▶ **Page extract**

#####

Merry Saltzman says planned 007 musical is a parody

Skyfall's poster image

Will 007 sing yet?

The woman behind a planned James Bond musical says she’s pushing on with the project.

Merry Saltzman TOLD PLAYBILL, that her production doesn’t need to be licensed from Danjaq LLC and Metro-Goldwyn-Mayer, which control the film rights and say they also control the stage rights.

The reason? Saltzman says the play is a parody and that it “does not require permission from the owners of the intellectual property being parodied,” according to Playbill.

Copyright law includes “fair use” provisions where parts of copyrighted works can be used. Parody is an example of fair use. Mad magazine, for example, deals in parody. Mad has parodied 007 on a number of occasions, although he’s usually called “James Bomb” or another name to make clear it is a parody.

#####

▶ **Work to be completed**
What comes next in the Bond musical article? Continue it from its last sentence.

[Pointing rows]
#####

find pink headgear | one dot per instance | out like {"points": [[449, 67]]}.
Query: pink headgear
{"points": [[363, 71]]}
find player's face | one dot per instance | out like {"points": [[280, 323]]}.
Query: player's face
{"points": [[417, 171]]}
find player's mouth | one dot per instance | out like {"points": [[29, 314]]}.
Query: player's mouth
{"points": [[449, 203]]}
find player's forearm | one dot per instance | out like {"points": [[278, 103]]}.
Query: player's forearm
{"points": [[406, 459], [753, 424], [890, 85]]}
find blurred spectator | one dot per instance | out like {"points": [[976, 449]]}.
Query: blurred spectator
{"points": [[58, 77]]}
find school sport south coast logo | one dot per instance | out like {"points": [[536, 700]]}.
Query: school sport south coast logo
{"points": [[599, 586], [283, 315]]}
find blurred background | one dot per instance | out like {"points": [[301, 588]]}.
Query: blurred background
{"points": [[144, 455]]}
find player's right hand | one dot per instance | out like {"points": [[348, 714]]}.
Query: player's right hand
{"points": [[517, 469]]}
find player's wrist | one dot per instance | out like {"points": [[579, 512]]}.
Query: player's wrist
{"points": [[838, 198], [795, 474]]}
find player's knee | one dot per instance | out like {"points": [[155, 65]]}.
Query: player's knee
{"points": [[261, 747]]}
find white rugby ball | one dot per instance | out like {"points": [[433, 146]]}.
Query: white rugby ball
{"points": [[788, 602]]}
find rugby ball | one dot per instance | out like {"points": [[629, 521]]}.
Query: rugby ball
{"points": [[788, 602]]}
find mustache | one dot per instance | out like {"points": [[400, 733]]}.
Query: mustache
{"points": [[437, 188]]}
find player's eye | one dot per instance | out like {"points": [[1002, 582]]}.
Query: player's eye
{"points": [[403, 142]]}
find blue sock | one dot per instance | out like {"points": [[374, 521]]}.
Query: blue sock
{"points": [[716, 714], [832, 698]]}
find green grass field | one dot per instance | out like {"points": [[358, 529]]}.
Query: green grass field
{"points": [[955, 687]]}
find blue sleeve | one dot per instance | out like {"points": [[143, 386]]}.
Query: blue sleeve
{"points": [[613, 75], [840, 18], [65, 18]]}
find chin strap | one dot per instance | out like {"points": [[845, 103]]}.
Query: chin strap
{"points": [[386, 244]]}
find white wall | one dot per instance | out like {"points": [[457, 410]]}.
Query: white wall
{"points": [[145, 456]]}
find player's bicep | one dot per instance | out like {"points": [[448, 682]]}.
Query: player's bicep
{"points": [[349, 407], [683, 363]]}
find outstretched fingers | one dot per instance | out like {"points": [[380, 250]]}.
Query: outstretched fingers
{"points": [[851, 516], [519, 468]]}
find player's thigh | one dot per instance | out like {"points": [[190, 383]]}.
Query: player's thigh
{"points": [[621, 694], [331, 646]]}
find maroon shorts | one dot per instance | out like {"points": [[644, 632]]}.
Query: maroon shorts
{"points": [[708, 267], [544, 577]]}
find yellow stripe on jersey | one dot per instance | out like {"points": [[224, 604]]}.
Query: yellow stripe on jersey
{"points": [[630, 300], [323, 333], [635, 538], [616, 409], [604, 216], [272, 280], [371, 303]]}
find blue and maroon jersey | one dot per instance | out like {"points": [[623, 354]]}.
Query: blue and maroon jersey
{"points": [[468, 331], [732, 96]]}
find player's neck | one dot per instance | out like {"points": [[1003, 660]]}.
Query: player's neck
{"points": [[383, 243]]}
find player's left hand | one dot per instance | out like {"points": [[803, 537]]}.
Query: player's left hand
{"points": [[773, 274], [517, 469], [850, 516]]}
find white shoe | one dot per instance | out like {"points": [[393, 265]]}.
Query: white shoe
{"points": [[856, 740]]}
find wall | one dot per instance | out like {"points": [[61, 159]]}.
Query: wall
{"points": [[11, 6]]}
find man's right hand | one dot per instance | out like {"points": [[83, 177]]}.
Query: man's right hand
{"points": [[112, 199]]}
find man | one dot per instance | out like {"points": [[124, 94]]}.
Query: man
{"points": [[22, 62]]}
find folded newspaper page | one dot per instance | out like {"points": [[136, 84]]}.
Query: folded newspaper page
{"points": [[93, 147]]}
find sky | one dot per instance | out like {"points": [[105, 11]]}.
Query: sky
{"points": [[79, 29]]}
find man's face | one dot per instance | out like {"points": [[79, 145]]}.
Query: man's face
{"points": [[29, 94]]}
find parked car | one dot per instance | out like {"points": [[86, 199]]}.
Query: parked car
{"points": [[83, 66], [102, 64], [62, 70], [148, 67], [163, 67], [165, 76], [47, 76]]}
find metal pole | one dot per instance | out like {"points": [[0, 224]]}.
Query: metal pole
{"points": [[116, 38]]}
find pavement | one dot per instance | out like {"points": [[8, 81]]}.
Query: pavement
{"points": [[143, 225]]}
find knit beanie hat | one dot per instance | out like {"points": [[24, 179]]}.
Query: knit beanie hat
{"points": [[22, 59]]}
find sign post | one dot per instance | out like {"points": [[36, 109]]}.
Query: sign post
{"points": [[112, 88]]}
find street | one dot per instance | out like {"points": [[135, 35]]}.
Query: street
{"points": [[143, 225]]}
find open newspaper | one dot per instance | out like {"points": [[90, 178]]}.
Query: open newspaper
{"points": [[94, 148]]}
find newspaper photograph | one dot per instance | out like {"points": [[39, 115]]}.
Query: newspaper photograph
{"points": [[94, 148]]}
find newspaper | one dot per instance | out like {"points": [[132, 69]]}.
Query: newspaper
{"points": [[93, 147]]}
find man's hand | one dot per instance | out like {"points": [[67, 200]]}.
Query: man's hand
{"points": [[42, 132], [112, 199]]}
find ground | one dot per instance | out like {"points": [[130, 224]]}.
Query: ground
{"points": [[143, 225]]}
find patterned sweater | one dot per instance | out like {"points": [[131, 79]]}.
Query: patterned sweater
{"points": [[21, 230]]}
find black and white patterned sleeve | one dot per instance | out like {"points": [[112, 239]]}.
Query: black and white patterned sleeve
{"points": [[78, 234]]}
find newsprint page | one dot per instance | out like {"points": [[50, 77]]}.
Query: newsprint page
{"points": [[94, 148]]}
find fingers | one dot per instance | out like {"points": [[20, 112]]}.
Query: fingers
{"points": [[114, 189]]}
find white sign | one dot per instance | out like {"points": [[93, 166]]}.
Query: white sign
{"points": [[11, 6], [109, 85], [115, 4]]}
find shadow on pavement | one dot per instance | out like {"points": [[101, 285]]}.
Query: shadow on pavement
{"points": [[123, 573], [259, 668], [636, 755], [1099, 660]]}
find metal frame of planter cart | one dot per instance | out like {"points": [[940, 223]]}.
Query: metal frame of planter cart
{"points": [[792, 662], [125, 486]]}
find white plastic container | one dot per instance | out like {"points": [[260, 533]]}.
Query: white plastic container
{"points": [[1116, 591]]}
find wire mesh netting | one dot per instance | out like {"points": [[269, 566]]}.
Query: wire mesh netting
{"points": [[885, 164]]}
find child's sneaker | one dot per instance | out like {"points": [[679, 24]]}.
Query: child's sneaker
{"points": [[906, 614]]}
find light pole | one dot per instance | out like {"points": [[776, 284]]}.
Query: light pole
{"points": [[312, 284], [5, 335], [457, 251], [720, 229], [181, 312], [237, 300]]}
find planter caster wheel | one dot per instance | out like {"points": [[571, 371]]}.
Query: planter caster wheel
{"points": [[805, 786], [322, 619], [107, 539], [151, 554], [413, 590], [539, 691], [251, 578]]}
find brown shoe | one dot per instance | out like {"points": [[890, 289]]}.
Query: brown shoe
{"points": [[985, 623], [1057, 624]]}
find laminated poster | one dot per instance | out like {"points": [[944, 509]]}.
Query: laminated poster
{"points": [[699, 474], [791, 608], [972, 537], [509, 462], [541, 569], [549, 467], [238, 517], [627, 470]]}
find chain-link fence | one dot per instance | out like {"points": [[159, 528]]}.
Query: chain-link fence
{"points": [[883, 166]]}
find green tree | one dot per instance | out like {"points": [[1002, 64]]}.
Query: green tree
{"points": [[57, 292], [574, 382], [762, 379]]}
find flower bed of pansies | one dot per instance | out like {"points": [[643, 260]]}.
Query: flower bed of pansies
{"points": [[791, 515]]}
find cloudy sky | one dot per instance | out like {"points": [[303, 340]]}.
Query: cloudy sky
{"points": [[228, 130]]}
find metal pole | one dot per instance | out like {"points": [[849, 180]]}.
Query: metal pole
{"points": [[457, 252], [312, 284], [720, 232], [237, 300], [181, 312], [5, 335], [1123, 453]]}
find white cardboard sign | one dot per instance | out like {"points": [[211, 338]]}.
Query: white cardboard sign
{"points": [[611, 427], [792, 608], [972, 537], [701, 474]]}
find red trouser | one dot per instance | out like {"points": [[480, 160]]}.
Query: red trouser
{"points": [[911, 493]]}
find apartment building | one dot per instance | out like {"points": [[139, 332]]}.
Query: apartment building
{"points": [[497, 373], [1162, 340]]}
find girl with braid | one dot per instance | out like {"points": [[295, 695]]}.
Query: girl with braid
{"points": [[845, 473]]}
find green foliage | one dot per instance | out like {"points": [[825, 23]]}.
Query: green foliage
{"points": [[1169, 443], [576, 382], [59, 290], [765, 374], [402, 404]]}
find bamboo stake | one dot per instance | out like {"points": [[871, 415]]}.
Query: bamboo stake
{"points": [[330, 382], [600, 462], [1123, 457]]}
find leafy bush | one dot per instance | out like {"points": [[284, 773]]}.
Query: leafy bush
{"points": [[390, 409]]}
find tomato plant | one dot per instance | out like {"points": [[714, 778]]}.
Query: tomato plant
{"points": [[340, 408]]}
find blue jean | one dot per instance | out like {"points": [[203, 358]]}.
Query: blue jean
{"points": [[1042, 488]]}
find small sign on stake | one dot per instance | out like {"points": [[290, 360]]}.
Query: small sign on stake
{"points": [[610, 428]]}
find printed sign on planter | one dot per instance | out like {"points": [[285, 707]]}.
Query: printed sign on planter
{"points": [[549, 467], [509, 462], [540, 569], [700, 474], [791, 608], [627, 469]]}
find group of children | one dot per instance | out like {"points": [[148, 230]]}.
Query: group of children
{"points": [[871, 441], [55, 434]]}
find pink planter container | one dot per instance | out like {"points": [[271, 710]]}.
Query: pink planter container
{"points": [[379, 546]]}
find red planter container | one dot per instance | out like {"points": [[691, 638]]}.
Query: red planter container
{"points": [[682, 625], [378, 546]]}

#####

▶ **Exercise result**
On July 8, Danjaq (holding company for the Broccoli-Wilson family 007 interests, including Eon Productions) and MGM issued A STATEMENT in response to Saltzman’s announcement about her stage production, to be called James Bond: The Musical. Danjaq and MGM said “no James Bond stage show may be produced without their permission.”

Saltzman issued her own statement to Playbill that said, “We are producing a parody, no permissive rights are required from Eon, Danjaq, MGM et al to produce our show; it will not infringe on their intellectual property. James Bond: The Musical will go on as planned.” Saltzman told Playbill that a reference in her original announcement to having secured rights, referred to acquiring “rights to a James Bond musical parody written by Dave Clarke with music and lyrics by Jay Henry Weisz.”

From a distance, this would appear to be an aggressive utilization of parody/fair use. It’s one thing for a half-dozen pages in Mad or a short 007 skit on Saturday Night Live. It’s another to do a complete stage musical. We’ll see.

Merry Saltzman is the daughter of Harry Saltzman, co-founder of Danjaq and Eon. Harry Saltzman sold his 007 rights to United Artists in 1975 because of personal financial troubles. MGM acquired UA in the early ’80s. To read the entire Playbill story, CLICK HERE.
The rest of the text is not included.